_Written problem:_ Could you rewrite everything in the records below from the line containing "Note to the class: point at the jute" down to the line containing "<point>475,320</point>", both included, raising each x and y coordinate in the answer points by 131 and keeping every other line unchanged?

_Input for this task:_
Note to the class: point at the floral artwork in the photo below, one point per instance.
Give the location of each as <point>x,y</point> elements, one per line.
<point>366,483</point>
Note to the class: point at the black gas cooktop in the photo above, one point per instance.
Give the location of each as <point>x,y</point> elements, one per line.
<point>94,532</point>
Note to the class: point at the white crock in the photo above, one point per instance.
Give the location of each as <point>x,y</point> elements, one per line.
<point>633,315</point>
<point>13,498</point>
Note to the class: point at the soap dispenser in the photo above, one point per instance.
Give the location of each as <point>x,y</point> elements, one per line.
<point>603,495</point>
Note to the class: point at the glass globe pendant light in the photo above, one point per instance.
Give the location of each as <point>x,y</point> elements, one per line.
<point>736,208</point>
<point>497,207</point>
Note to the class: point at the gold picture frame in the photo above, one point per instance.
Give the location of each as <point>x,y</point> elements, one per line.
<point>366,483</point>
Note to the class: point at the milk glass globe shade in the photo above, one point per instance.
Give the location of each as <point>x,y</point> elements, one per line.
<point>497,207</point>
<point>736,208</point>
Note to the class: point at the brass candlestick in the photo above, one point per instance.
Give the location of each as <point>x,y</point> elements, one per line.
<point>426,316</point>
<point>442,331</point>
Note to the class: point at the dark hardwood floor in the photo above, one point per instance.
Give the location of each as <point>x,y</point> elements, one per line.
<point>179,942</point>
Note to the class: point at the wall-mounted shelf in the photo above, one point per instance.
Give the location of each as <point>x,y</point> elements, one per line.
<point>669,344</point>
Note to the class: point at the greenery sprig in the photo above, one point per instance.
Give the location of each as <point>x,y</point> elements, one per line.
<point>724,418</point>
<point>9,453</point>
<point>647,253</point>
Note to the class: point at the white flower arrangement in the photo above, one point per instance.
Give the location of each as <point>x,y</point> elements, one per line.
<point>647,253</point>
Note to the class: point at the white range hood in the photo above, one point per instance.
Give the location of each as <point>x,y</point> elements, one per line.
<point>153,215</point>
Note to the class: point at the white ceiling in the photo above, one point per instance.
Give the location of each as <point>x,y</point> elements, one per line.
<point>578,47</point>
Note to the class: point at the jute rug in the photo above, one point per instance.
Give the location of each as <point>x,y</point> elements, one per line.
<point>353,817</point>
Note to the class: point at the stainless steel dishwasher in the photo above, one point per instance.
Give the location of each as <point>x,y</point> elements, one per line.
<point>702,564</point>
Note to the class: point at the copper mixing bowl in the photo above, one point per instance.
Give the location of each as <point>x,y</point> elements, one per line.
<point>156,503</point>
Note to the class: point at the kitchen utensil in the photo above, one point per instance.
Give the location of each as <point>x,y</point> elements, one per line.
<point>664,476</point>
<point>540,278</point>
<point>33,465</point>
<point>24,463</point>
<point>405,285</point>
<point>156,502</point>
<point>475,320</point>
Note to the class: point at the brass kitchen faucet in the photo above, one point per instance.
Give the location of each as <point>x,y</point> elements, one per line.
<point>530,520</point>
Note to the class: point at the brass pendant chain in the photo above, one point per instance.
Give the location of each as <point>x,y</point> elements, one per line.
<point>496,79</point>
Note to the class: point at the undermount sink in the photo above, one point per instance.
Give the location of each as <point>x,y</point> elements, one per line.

_Final result:_
Note to the class: point at the jute rug in the photo above, one point per instance.
Give the location of each as <point>x,y</point> elements, one per line.
<point>484,948</point>
Note to the class: point at the stainless steel dishwasher in the photo above, one point per instance.
Give the location of each as <point>x,y</point> elements, one per line.
<point>833,695</point>
Note to the class: point at the copper mixing bowl in the photo above, one point per instance.
Give the location of each as <point>x,y</point> elements, one per line.
<point>287,634</point>
Note to the class: point at the kitchen utensil in the photo above, one point per instance.
Give the location of each as <point>x,y</point> elements, one per line.
<point>795,607</point>
<point>671,409</point>
<point>164,596</point>
<point>155,594</point>
<point>536,416</point>
<point>287,633</point>
<point>606,451</point>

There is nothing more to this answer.